■ **Work request**
Tally the lines below containing "Find" and report only the total.

--- Source data Enclosed Below ---

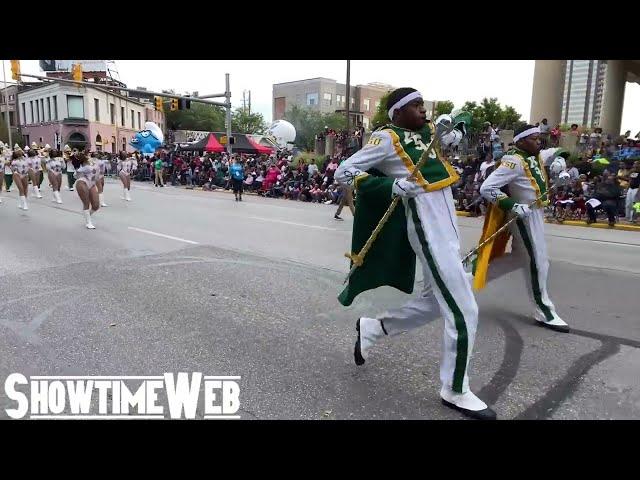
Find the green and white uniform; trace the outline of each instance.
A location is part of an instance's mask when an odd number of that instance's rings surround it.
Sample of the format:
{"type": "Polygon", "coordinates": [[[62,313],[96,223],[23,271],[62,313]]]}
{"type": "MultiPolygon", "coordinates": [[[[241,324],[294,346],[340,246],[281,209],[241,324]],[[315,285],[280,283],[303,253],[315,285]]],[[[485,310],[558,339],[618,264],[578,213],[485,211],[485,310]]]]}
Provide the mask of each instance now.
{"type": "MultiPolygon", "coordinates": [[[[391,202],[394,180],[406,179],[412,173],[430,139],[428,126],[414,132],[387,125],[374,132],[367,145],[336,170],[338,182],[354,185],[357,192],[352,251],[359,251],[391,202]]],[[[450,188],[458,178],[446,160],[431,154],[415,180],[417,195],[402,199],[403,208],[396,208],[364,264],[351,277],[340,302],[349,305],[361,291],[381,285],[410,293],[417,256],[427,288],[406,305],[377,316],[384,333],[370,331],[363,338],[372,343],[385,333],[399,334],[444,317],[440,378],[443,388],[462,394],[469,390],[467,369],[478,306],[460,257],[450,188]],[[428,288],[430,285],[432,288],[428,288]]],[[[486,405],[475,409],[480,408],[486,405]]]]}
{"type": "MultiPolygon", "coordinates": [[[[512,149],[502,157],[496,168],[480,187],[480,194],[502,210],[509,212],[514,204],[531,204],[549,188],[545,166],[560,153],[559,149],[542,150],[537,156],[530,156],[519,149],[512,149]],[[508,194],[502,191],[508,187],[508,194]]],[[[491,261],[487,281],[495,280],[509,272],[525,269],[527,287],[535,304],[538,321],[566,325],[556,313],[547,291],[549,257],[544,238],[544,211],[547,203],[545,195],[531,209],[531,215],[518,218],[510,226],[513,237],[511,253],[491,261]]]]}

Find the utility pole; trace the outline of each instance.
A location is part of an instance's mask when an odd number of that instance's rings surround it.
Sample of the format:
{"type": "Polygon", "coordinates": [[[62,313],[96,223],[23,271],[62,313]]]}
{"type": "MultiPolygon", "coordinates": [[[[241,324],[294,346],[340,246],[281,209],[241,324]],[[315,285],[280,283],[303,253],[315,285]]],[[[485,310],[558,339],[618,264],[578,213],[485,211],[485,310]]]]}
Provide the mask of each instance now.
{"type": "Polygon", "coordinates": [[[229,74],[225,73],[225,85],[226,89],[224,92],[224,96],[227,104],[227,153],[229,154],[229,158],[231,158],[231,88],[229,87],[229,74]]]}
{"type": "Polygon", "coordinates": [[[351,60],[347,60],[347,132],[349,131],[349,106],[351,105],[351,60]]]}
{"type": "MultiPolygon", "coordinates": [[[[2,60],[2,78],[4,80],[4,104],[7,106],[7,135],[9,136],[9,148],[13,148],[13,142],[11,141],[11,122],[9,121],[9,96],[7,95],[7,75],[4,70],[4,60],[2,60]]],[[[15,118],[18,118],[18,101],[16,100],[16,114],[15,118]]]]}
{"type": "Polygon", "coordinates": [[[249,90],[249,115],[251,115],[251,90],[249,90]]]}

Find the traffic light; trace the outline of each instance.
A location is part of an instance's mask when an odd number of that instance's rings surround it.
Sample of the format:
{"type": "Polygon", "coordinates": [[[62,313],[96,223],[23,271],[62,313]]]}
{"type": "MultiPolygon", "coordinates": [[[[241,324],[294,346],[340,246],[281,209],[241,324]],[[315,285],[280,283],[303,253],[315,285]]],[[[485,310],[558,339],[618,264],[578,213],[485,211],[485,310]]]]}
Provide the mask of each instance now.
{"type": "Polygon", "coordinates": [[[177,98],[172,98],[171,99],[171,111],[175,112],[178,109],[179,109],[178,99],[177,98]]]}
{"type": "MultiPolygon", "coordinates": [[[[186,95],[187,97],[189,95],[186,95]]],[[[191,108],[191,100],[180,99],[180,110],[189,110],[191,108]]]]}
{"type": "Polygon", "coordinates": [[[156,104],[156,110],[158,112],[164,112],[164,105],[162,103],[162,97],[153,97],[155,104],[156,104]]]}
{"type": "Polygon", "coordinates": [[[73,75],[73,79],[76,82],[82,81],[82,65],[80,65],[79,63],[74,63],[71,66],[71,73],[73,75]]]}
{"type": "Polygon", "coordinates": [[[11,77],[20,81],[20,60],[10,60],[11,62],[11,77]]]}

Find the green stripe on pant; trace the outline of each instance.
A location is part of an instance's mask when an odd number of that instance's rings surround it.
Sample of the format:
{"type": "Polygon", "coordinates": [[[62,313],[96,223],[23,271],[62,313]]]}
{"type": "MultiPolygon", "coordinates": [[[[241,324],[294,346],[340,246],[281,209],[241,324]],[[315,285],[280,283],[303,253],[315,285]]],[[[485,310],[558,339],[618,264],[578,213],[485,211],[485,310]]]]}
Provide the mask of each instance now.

--- End of Enclosed Source data ---

■ **Expected answer**
4